---------- CUPLIKAN DATA ----------
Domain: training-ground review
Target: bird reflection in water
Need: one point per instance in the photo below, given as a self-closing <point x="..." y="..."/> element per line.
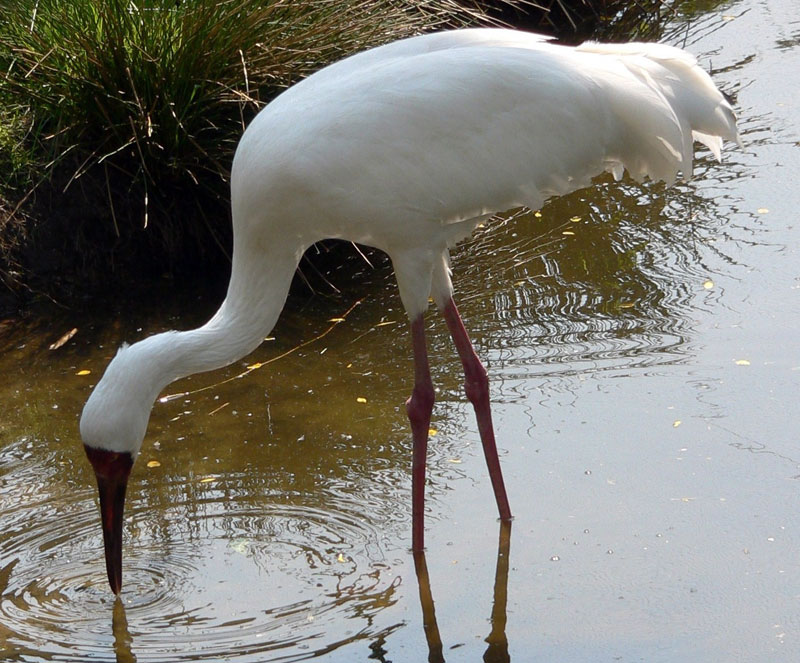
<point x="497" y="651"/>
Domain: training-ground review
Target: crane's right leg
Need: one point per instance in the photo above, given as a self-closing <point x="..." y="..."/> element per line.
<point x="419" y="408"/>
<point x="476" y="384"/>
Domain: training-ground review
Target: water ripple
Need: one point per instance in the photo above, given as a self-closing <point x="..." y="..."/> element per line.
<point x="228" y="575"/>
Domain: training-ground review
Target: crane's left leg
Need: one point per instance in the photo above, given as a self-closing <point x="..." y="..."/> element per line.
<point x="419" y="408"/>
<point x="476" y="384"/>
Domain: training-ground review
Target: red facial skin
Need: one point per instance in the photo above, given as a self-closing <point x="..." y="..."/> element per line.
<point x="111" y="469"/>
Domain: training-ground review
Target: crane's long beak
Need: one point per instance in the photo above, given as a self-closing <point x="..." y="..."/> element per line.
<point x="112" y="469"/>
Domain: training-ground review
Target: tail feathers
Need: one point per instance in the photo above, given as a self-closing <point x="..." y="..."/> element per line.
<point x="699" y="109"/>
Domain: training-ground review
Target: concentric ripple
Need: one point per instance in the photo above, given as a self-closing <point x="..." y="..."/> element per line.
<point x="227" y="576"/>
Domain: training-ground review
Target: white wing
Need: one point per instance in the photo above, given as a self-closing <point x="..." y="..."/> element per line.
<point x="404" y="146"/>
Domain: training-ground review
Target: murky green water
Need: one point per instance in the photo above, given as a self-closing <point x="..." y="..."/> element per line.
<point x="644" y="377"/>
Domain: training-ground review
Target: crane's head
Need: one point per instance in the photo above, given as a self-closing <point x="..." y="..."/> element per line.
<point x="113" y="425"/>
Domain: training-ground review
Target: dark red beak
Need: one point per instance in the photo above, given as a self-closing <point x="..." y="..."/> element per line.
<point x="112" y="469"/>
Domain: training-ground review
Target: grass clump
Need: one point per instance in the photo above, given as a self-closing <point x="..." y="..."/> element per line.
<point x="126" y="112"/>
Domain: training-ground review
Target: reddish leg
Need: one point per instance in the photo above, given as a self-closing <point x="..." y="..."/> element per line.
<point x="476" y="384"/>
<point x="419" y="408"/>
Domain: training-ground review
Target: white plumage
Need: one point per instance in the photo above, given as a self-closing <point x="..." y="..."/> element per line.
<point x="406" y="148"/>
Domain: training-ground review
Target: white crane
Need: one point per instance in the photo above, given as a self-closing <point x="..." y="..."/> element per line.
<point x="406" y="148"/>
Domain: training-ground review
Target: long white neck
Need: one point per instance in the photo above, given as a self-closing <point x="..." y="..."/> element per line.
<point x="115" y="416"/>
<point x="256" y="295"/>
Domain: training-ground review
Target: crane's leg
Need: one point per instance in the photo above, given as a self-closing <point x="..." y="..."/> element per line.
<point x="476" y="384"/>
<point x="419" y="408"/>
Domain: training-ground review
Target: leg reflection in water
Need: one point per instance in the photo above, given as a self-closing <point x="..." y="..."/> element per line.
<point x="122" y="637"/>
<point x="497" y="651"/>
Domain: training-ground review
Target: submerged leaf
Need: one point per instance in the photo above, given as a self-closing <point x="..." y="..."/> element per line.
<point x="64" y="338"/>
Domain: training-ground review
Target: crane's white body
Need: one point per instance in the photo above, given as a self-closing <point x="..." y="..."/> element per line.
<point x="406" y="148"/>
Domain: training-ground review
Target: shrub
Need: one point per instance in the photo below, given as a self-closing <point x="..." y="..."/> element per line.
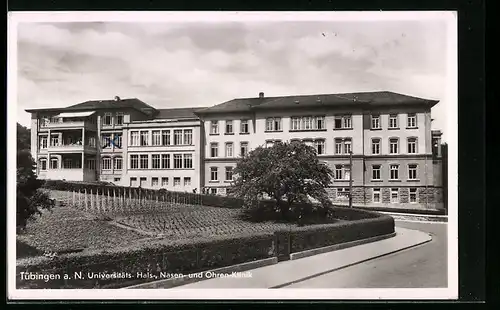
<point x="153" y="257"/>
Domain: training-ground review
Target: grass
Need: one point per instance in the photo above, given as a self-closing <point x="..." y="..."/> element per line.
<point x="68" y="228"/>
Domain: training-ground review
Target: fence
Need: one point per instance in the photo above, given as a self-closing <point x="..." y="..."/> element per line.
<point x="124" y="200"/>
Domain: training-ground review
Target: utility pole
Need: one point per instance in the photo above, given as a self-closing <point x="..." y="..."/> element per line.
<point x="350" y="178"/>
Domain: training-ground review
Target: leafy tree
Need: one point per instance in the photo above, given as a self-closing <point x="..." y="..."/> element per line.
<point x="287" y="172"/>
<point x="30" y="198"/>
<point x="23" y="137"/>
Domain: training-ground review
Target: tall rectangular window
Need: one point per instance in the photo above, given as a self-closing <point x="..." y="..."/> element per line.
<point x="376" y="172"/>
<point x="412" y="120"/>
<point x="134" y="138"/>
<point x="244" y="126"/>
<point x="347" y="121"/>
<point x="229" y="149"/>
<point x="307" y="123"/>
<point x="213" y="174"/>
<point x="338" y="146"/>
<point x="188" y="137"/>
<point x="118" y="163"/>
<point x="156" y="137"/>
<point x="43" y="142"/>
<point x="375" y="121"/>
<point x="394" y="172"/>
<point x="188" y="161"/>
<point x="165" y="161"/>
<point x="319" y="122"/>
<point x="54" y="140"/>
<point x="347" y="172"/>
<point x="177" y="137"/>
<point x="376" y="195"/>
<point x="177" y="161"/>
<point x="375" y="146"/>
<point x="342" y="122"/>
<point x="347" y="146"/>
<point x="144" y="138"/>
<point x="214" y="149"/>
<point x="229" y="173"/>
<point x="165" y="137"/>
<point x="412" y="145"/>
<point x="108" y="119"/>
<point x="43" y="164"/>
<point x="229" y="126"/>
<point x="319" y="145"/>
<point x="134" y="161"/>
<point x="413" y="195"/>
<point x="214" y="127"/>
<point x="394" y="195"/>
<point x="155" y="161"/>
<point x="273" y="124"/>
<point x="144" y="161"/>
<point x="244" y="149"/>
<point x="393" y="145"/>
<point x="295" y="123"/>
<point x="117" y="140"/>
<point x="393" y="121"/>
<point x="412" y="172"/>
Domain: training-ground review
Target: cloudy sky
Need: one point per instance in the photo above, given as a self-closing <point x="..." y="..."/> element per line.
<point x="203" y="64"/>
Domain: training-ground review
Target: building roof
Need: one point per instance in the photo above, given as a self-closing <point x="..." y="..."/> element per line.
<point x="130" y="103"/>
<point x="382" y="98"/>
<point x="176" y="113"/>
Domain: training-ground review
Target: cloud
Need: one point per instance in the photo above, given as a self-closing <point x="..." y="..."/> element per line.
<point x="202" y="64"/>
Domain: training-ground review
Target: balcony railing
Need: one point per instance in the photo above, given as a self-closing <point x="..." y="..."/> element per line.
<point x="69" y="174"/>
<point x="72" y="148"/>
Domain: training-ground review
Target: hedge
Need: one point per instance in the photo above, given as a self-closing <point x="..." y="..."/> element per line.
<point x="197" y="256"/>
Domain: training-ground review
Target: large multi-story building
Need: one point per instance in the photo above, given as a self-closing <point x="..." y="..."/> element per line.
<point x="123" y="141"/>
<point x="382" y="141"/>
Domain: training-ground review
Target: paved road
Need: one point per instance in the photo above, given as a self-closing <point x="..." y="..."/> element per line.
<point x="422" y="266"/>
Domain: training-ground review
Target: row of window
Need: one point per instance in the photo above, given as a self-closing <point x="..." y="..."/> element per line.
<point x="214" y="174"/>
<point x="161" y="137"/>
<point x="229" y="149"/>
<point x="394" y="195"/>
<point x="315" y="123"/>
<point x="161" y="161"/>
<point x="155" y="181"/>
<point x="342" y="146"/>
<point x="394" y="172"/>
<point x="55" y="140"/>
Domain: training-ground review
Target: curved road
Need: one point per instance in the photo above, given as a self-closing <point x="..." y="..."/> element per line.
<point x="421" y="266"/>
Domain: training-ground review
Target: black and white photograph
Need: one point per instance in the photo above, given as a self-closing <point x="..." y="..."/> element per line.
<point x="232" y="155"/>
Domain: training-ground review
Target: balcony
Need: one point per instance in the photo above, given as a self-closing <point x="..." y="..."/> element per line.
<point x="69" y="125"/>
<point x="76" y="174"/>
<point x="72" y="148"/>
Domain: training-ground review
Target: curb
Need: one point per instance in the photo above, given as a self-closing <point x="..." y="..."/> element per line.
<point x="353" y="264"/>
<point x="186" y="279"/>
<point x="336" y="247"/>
----------
Salin setiap baris data di atas yang mengandung kata "beak".

Target: crane's long beak
Target: dark red beak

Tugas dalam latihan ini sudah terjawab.